* BEGIN Excerpt to read *
Friday, December 23, 2016

Hello world.

I'm a low-dimensional topologist trying to learn the basics of machine learning + AI, especially the mathematics behind neural networks.

(Aside: This is just in case the title of the blog rings a too-distant bell.)

If you'd rather just tune me out and explore on your own, what little I do know I learned from the following sources, listed roughly in chronological order. As I learn more, I'll expand this list:
  • Andrew Ng's Coursera course (also a really great place to get a broad overview of machine learning in general - beware: calculus is not a prereq, so the math is mostly black-boxed, but someone comfortable with multivariable calculus and linear algebra can fill most of those boxes with little trouble)
  • Michael Nielsen's awesome free on-line Neural Networks and Deep Learning book
  • Chris Olah's blog, colah's blog
  • Jesse Johnson and his blog, The Shape of Data
  • Mark Hughes

I'll begin with some basics about machine learning algorithms in general and neural networks in particular. I'm really going to start from the very beginning (a very good place to start, according to Julie Andrews). I feel a little funny doing this, because I'll start by saying some things which are probably pretty obvious to most people that have thought about this at all. OTOH, sometimes it helps to hear the obvious stuff. And there's a reasonable chance that many people who actually use neural nets have never really thought about the obvious stuff. Why take a chance?

I'll start by describing a particular class of problems machine learning algorithms like to try to solve.

Decision problems

According to wikipedia, a decision problem is a problem in some formal system with a yes or no answer, depending on the values of some input parameters. A canonical example is the problem of spam detection. Given an e-mail message, you'd like to classify it as "Yes - spam" or "No - not spam."

Of course, when we put it like this it is not yet a formal decision problem, because we haven't yet chosen a model. I.e., we haven't translated our floppy real-world question into a precise mathematical one, since we haven't determined what input parameters we will use to make the decision.

(Indeed, this is by far the hardest step. But let's roll with it anyway.)

So, step one is choosing some appropriate input parameters. Off the top of my head these might include, e.g.:
  1. length (in characters) of the message, 
  2. number of misspelled words, 
  3. number of appearances of the word "sex", 
  4. what-have-you
At the moment, I think it's mostly humans that are charged with picking appropriate input parameters, but I do think humans are working on outsourcing this part to machines, too. Not sure yet how or how successfully.

Once the input parameters are chosen, you have formally defined your decision problem. You have yourself a multi-dimensional space, each axis of which corresponds to one of the input parameters you've chosen. Now each e-mail message can be assigned a point in this multi-dimensional space, and you're in business.
* END Excerpt to read *
* BEGIN Data entries *
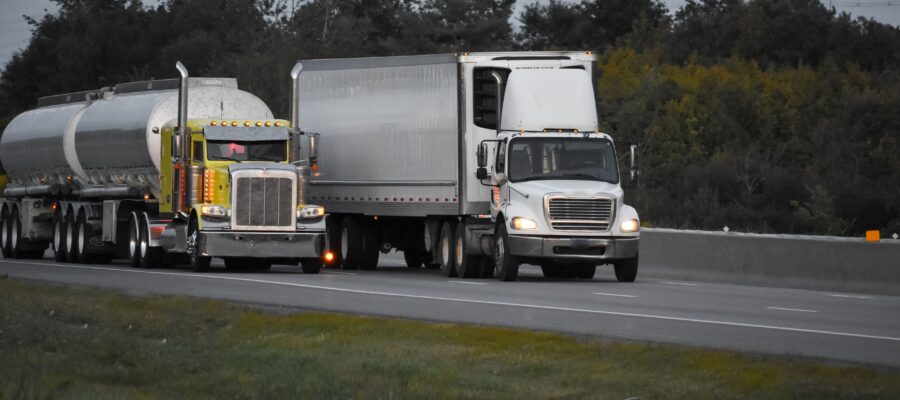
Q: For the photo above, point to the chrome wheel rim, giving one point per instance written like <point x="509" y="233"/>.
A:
<point x="81" y="238"/>
<point x="132" y="242"/>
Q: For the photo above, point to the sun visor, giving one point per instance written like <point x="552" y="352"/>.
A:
<point x="246" y="134"/>
<point x="549" y="99"/>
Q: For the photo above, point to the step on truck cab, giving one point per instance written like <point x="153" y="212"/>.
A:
<point x="160" y="173"/>
<point x="472" y="162"/>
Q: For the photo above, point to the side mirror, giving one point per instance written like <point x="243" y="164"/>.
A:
<point x="635" y="162"/>
<point x="500" y="179"/>
<point x="482" y="155"/>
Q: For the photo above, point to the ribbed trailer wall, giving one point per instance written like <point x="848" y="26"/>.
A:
<point x="389" y="134"/>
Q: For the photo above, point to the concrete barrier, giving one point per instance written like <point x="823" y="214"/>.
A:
<point x="804" y="262"/>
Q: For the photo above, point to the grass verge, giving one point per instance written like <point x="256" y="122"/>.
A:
<point x="90" y="343"/>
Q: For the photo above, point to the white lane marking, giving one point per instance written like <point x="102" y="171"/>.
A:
<point x="495" y="303"/>
<point x="679" y="283"/>
<point x="790" y="309"/>
<point x="850" y="296"/>
<point x="614" y="294"/>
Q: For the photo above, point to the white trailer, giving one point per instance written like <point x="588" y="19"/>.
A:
<point x="413" y="159"/>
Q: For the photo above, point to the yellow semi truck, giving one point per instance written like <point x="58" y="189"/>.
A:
<point x="160" y="172"/>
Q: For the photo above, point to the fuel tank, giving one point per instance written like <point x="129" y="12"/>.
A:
<point x="110" y="138"/>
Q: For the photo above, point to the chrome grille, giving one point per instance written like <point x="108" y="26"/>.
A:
<point x="580" y="214"/>
<point x="263" y="202"/>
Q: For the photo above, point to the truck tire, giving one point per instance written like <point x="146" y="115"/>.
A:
<point x="150" y="257"/>
<point x="586" y="271"/>
<point x="371" y="245"/>
<point x="196" y="262"/>
<point x="626" y="270"/>
<point x="505" y="264"/>
<point x="446" y="254"/>
<point x="59" y="241"/>
<point x="414" y="258"/>
<point x="311" y="265"/>
<point x="351" y="243"/>
<point x="467" y="266"/>
<point x="82" y="237"/>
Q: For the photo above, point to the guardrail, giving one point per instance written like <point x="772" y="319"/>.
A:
<point x="795" y="261"/>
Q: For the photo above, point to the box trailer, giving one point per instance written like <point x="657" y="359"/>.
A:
<point x="473" y="162"/>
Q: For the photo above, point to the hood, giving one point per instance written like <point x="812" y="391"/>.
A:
<point x="569" y="187"/>
<point x="549" y="99"/>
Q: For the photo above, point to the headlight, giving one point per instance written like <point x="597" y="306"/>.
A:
<point x="308" y="212"/>
<point x="631" y="225"/>
<point x="524" y="224"/>
<point x="214" y="211"/>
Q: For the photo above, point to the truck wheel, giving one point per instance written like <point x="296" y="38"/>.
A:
<point x="446" y="252"/>
<point x="413" y="258"/>
<point x="371" y="245"/>
<point x="586" y="271"/>
<point x="467" y="266"/>
<point x="5" y="246"/>
<point x="311" y="265"/>
<point x="196" y="262"/>
<point x="351" y="243"/>
<point x="506" y="265"/>
<point x="150" y="257"/>
<point x="59" y="242"/>
<point x="486" y="264"/>
<point x="626" y="270"/>
<point x="134" y="257"/>
<point x="82" y="236"/>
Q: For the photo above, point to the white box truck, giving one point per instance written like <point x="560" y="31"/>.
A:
<point x="413" y="158"/>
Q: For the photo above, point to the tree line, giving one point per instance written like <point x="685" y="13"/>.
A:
<point x="760" y="115"/>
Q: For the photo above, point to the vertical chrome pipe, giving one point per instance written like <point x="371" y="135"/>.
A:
<point x="295" y="95"/>
<point x="499" y="79"/>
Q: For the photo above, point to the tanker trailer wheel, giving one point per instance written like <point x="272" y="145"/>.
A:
<point x="5" y="246"/>
<point x="467" y="266"/>
<point x="311" y="265"/>
<point x="59" y="234"/>
<point x="71" y="238"/>
<point x="134" y="256"/>
<point x="506" y="265"/>
<point x="150" y="257"/>
<point x="15" y="235"/>
<point x="626" y="270"/>
<point x="82" y="238"/>
<point x="445" y="249"/>
<point x="351" y="243"/>
<point x="197" y="263"/>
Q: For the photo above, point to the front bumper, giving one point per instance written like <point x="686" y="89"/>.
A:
<point x="262" y="244"/>
<point x="572" y="248"/>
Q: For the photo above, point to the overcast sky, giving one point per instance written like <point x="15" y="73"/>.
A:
<point x="15" y="32"/>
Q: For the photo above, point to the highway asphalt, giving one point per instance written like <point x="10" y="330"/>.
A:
<point x="834" y="326"/>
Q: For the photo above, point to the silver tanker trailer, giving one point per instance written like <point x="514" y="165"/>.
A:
<point x="158" y="172"/>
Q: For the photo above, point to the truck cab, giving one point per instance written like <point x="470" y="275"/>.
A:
<point x="556" y="197"/>
<point x="241" y="193"/>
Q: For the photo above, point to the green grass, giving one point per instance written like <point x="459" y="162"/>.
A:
<point x="90" y="343"/>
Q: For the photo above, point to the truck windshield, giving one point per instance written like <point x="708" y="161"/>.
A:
<point x="563" y="158"/>
<point x="275" y="150"/>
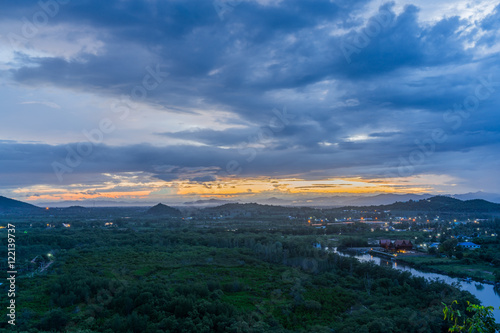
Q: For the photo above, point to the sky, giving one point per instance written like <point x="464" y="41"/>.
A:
<point x="173" y="101"/>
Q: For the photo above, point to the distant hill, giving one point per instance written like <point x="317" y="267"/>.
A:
<point x="208" y="202"/>
<point x="161" y="209"/>
<point x="443" y="204"/>
<point x="7" y="205"/>
<point x="75" y="209"/>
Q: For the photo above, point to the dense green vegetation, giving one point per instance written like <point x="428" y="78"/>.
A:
<point x="164" y="278"/>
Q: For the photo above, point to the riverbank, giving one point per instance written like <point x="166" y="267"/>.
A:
<point x="429" y="263"/>
<point x="451" y="267"/>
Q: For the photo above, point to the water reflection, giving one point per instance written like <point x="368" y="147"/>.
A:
<point x="486" y="293"/>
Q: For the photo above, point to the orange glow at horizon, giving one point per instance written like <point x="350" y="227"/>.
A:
<point x="153" y="189"/>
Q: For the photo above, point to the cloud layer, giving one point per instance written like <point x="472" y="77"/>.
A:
<point x="185" y="91"/>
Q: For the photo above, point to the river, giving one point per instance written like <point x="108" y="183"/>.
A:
<point x="484" y="292"/>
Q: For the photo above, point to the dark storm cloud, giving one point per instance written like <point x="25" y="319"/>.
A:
<point x="399" y="84"/>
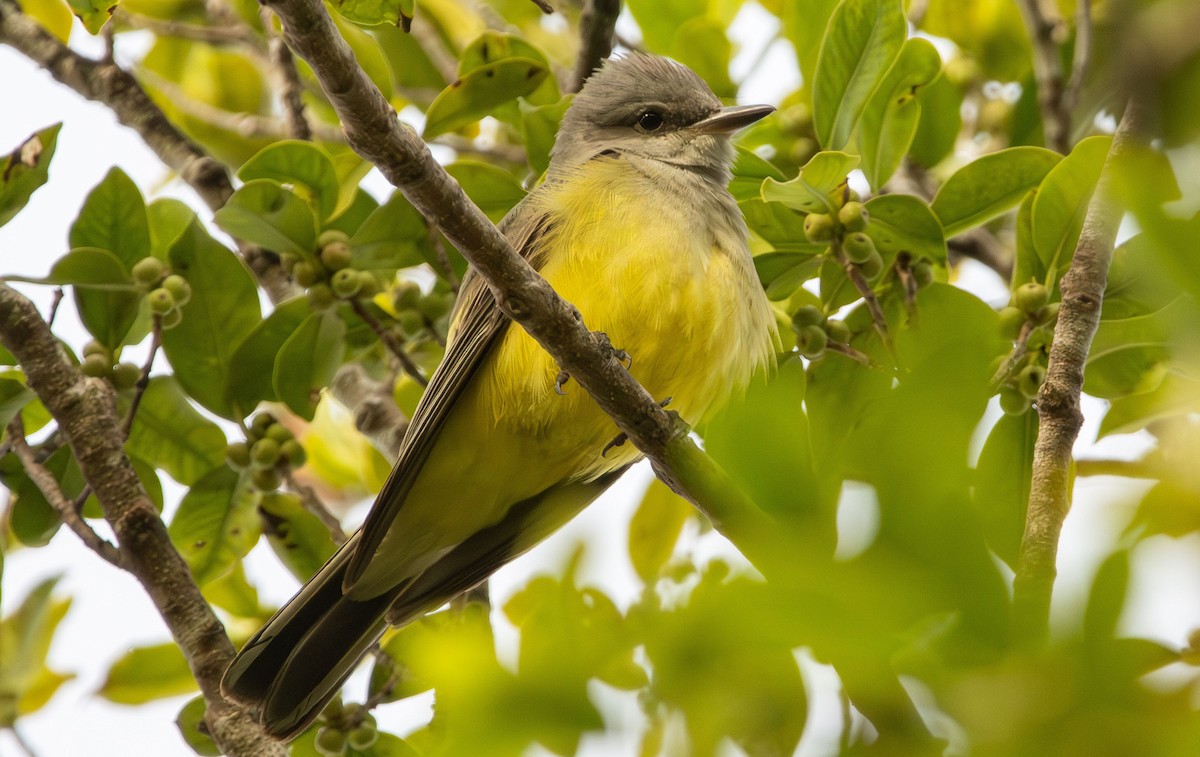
* END Data entries *
Objectives ->
a) Answer these questions from the blog post, one per line:
(i) What kind of mathematician does the author describe themselves as?
(ii) What is given as a canonical example of a decision problem?
(iii) What does each axis of the multi-dimensional space correspond to?
b) Please retype the blog post from "According to wikipedia, a" up to and including "with it anyway.)".
The rows aren't needed here.

Written responses ->
a)
(i) A low-dimensional topologist.
(ii) Spam detection.
(iii) One of the chosen input parameters.

b)
According to wikipedia, a decision problem is a problem in some formal system with a yes or no answer, depending on the values of some input parameters. A canonical example is the problem of spam detection. Given an e-mail message, you'd like to classify it as "Yes - spam" or "No - not spam."

Of course, when we put it like this it is not yet a formal decision problem, because we haven't yet chosen a model. I.e., we haven't translated our floppy real-world question into a precise mathematical one, since we haven't determined what input parameters we will use to make the decision.

(Indeed, this is by far the hardest step. But let's roll with it anyway.)